(DONNÉES FOURNIES)

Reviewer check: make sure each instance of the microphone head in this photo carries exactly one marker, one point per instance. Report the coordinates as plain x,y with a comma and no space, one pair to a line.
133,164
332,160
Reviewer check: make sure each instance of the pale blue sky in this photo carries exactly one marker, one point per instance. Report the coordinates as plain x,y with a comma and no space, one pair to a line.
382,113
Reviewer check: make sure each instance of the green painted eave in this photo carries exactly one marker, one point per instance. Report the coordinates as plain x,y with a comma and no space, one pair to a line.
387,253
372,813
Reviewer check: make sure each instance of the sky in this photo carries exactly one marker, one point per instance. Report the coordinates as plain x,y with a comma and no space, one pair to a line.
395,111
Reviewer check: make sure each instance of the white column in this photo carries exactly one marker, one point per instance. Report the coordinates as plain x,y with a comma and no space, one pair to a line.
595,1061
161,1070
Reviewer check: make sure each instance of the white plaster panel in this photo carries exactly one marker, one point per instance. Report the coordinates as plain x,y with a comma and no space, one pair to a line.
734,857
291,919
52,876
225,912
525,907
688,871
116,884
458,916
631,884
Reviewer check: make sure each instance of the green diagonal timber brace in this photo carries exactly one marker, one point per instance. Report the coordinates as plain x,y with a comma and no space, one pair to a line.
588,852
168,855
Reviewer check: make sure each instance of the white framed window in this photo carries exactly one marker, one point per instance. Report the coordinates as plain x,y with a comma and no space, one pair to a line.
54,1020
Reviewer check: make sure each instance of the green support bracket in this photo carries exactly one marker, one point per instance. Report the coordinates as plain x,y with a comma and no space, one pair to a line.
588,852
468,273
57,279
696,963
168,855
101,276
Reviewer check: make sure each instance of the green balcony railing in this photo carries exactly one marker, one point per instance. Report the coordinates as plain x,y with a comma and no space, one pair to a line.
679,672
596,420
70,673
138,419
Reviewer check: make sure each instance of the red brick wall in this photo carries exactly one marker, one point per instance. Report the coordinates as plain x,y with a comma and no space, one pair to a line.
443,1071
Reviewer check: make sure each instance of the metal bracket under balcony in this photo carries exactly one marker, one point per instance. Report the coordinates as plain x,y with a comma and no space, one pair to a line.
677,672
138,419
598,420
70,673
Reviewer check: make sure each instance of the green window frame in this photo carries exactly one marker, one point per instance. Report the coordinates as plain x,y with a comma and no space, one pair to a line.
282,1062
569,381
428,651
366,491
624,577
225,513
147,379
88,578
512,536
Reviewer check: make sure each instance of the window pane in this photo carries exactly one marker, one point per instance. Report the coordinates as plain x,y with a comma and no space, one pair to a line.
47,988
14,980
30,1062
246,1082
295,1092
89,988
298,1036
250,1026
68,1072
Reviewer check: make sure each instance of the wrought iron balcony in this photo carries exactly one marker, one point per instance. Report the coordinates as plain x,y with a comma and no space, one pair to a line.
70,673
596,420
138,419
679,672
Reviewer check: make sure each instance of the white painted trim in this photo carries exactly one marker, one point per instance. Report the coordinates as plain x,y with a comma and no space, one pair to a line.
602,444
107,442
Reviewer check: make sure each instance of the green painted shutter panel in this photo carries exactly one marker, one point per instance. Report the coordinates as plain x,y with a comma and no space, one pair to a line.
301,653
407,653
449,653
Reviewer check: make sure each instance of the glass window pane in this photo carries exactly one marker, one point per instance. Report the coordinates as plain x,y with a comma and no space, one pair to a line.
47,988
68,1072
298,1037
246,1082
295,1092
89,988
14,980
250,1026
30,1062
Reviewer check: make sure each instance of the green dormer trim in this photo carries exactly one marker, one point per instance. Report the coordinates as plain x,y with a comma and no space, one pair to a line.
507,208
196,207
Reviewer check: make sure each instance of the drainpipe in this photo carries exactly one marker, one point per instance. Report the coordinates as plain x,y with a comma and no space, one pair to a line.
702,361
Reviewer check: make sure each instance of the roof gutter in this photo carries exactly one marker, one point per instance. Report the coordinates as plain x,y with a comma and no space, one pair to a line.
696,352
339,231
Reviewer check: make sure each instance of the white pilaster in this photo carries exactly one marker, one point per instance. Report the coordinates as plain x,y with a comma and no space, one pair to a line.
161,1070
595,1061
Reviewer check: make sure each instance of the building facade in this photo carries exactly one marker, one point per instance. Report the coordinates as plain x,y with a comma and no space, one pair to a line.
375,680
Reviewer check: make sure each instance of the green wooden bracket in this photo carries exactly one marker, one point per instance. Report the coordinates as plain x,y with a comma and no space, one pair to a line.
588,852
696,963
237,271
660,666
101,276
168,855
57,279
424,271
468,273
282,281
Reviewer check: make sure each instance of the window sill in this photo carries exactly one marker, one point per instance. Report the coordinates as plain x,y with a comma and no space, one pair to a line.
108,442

(À FAIRE)
Réécris l'ensemble des lignes ci-dessus en CSV à deux colonnes nommées « texte » et « réponse », avec une rangée par texte accompagné de sa réponse. Place chaque valeur dans un champ entre guillemets où les retours à la ligne deviennent des espaces.

(SOLUTION)
texte,réponse
"Reviewer check: make sure each instance of the microphone head in this photo carries exactly one marker, one point per instance. Report the coordinates as plain x,y with a comma and no space, one pair to a line.","133,164 332,160"
"Reviewer check: make sure each instance of the pale blue sky in this photo carries exactly one marker, one point per instance. Report the coordinates as plain x,y with a comma and no space, one pair to a line.","382,113"
"Reviewer check: make sure each instance of the green painted eave in this photo carries exactly one marker, one point per instance. Report the coordinates as plain x,y with a comma and no space, one pair to a line.","387,253 372,813"
"Reviewer check: make sure each instance of the sky in this photo carries exactly one marker, one point per instance. Report the coordinates as plain x,y with a comma and no space, one pair to a line.","395,111"
"Reviewer check: make sure each instance of the white column in this photo carries exactly one marker, one point per instance. Report the coordinates as plain x,y with a comma and no space, one pair to a line.","595,1061 161,1070"
"Reviewer check: make sure each instance of the white plaster panel in this photo carries exactly one marker, one point per instance. Report the coordinates as plain x,y with a comma and no space, one pair to a line.","734,857 291,919 52,876 225,912 525,907 688,871 116,884 458,916 631,884"
"Reviewer check: make sure each instance of the green diagonal timber brace in this photo carries exactly one marker, one point per instance. Report the coordinates as plain x,y with a comma and no space, one pair to a line.","588,852 168,855"
"Reviewer check: make sure each instance of the white framed window in this photo carries exactly one marker, one point per instance. Report the coordinates as plain x,y with a comma and no space, one pair to a line.","54,1020"
"Reviewer check: make sure each instance of the green support bracket in this photo carries exactly one marker, one point per instance. Report the coordinates as plain x,y with a comma and no space, one pair to a line.","588,852 468,273 57,279 696,963 168,855 101,276"
"Reviewer check: make sure each instance of the green balcony railing in this photo carries exactly one marker, one point per instance. Report the coordinates as plain x,y with a comma and no space, one pair to a line.","679,672 596,420 70,673 138,419"
"Reviewer check: make sure each instance of the red brick wall in this photo carries exactly one marker, one point per instance. Report the coordinates as plain x,y with a comma and no space, one pair to a line.","443,1071"
"Reviewer check: make sure each instance of the metal bracket under balcony in this photo carries exactly one marker, one point per instance. Report the coordinates as plain x,y with a comma and no space, one pair to a line.","677,672 138,419 598,420 70,673"
"Reviewer check: make sure each instance of the green window frame in this photo carries exactly one marker, one point per instance. Report the coordinates as plain x,y with a comma and no space, one pair to a line.","282,1062 569,381 428,651 366,491 624,577 225,513 147,379 88,578 512,536"
"Reviewer check: make sure each instance of the window pane in this photo carries exactly one marker, one point per instance. Report the coordinates as plain x,y with a comma and no space, one pair to a line.","47,988 14,980 30,1062 246,1082 295,1092 89,988 298,1036 250,1026 68,1072"
"Reviewer check: make sure each instance of the wrought iron balcony in this photo carries exactly one marker, one point per instance. Report the coordinates as plain x,y with a comma and no space, one pair to a line.","70,673 596,420 138,419 679,672"
"Reviewer check: make sure each instance of the white painted trim in this photo carries exactly one marker, one point per instance. Report the coordinates as plain x,y with a comma and no space, one pair to a line.","602,444 107,442"
"Reviewer check: make sure each instance of the green painted shutter panel in this photo carries exactly one marker, one point per instance. Report the coordinates as plain x,y with a comma and no space, one pair to a line.","301,653 407,653 449,653"
"Reviewer check: make sure each instance of the glass window pane in this photo carries exactly one marker, one point per instance. Report the coordinates as plain x,y with a comma and no space, one pair to a line.","47,988 68,1072 298,1037 246,1082 295,1092 89,988 14,980 250,1026 30,1062"
"Reviewer check: make sure each instance of the green dormer trim in this photo carries exactly one marker, one point per instance. Report the coordinates as plain x,y with a comma and no space, one pair to a line.","507,208 196,207"
"Reviewer check: make sure each instance of the drainpipe in this photo carries exactly one marker, one point per instance. Report the coordinates as plain x,y with a comma and no space, one pair to a line.","702,361"
"Reviewer check: make sure each instance of the roof gutter in this photo carries exactly one marker, one point per instance. Report the coordinates as plain x,y with a comma and no space, one pair to a line.","696,352 339,231"
"Reviewer check: make sure each instance of the white pilaster in this photo carries exactly one marker, one point per instance. Report the coordinates as plain x,y with a comma and no space, one pair to a line.","161,1070 595,1061"
"Reviewer check: make sure each instance of the building facade in this photo carries exactly one marker, one point per instance. Report the coordinates as plain x,y with a comma and no space, one pair to a line.","375,680"
"Reviewer check: make sure each instance of the green wooden bracket in this photo carries exactly one marker, one point per instance. Report the coordinates as plain x,y with a comma and no space, one pair to a line.","588,852 696,963 237,271 660,666 101,276 168,855 57,279 424,271 468,273 282,281"
"Reviewer check: make sure each instance of the window sill in this photo carries exactly one marker, one point per instance. Report the coordinates as plain x,y with a comma and no space, one pair to a line.","108,442"